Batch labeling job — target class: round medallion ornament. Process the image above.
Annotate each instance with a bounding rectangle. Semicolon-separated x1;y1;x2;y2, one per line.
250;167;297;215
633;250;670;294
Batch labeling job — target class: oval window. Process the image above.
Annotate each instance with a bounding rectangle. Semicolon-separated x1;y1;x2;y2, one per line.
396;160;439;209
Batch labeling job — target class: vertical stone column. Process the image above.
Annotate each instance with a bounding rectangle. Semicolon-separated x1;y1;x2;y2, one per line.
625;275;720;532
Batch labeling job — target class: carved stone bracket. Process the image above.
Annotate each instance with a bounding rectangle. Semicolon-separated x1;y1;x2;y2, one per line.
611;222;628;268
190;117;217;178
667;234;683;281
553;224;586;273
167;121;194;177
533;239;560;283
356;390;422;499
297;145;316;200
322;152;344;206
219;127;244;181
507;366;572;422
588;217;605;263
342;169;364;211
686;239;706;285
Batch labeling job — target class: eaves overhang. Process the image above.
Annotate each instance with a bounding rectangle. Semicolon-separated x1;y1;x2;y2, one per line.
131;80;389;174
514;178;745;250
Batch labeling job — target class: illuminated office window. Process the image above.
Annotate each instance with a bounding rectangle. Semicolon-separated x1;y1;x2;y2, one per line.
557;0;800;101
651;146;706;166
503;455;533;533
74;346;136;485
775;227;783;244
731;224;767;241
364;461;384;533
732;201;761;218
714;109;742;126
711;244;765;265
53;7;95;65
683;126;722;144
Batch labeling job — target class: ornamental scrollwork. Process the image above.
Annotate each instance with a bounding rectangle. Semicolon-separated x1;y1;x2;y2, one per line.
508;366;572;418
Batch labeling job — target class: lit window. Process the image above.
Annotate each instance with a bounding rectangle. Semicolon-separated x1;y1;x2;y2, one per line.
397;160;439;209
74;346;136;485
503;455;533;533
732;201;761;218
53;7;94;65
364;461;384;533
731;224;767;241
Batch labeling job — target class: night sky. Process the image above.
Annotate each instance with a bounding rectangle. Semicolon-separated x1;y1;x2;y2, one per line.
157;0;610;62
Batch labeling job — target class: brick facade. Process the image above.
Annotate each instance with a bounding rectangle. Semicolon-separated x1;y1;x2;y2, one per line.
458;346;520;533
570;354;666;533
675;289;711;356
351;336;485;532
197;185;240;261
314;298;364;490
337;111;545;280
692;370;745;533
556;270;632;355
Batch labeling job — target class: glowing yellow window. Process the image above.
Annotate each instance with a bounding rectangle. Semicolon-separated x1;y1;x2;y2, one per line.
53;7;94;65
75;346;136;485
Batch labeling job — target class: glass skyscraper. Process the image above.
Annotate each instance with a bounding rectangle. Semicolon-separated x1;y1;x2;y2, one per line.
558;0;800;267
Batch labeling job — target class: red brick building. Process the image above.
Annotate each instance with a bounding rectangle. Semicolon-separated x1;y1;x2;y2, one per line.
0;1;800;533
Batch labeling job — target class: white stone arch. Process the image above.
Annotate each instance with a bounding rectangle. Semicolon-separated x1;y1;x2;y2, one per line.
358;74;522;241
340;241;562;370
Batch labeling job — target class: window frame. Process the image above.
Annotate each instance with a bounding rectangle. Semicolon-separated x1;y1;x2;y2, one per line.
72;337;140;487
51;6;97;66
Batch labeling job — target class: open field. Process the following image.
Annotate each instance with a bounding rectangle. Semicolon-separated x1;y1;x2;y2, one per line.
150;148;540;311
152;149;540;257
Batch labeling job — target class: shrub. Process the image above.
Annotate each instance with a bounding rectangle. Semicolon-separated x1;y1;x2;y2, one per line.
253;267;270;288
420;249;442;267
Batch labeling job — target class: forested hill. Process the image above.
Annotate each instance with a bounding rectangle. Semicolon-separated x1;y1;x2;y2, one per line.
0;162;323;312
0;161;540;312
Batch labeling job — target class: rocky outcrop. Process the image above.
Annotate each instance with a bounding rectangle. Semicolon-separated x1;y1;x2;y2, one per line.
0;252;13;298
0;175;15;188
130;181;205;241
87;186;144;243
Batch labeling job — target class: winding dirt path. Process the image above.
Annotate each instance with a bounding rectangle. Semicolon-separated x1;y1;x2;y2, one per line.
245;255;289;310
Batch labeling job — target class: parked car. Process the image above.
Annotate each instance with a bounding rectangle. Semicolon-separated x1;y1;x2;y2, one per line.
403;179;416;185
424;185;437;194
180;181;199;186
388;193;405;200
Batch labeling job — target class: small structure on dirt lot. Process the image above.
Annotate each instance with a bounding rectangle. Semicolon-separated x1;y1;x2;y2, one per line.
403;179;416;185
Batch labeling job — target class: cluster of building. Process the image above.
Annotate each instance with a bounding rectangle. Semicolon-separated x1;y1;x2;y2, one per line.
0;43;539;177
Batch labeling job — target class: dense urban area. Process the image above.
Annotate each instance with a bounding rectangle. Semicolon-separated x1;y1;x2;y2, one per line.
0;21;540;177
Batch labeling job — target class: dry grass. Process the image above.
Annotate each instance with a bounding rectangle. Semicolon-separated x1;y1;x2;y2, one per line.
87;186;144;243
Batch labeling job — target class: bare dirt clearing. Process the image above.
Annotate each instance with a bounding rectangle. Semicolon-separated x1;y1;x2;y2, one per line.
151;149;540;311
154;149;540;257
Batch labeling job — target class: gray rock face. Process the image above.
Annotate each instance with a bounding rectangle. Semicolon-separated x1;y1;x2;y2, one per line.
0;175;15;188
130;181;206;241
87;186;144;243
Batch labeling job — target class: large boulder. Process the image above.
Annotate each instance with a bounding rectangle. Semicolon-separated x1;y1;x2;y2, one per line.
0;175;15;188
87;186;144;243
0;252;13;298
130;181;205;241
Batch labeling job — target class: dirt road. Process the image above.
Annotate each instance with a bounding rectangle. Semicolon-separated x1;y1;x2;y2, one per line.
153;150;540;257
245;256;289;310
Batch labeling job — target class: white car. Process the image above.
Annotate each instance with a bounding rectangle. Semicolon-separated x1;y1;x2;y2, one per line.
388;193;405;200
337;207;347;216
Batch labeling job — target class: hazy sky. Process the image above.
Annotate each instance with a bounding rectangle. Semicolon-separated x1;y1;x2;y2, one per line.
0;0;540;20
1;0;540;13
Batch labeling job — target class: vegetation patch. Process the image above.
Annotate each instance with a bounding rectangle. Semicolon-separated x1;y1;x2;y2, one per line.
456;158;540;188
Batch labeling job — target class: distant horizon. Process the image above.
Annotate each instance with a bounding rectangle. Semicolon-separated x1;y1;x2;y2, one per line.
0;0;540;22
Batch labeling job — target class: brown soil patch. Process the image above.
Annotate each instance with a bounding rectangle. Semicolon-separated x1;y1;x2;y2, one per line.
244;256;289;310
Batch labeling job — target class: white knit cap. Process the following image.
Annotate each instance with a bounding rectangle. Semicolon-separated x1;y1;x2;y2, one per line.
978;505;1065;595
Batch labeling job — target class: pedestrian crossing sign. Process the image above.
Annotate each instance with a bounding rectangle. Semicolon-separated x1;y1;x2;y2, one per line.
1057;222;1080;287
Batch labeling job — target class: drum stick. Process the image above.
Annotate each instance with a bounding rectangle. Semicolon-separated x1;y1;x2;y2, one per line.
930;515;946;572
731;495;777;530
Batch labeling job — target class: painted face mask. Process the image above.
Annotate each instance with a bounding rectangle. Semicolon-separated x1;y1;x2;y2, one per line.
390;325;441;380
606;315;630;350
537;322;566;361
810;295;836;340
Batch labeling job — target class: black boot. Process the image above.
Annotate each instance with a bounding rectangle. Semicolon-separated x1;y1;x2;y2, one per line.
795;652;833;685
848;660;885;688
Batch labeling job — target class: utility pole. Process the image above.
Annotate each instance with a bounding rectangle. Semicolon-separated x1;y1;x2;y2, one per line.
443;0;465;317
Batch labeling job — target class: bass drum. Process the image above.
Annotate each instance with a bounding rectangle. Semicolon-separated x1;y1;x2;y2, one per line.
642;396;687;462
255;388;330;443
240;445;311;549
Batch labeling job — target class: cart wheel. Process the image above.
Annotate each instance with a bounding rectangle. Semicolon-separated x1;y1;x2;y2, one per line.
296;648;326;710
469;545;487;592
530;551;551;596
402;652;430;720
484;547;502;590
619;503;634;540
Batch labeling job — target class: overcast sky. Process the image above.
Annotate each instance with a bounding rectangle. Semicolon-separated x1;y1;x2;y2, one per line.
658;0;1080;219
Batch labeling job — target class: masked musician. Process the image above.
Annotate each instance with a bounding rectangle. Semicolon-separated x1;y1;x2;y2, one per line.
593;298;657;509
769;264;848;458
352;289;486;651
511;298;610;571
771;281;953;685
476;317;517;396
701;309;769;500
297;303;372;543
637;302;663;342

###

* TASK REQUIREMENTS *
Copy the records character for character, from the line containing "Batch labeling job — target class: cart" through the line containing "484;547;502;590", both included.

* RESULT BELOW *
Batch labeling job — target class: cart wheel. Process the image above.
Annotate each instance with a bounding rectangle. Semicolon-separated x1;y1;x2;y2, one per line.
296;648;326;710
469;545;487;592
530;551;551;596
402;652;430;720
484;547;502;590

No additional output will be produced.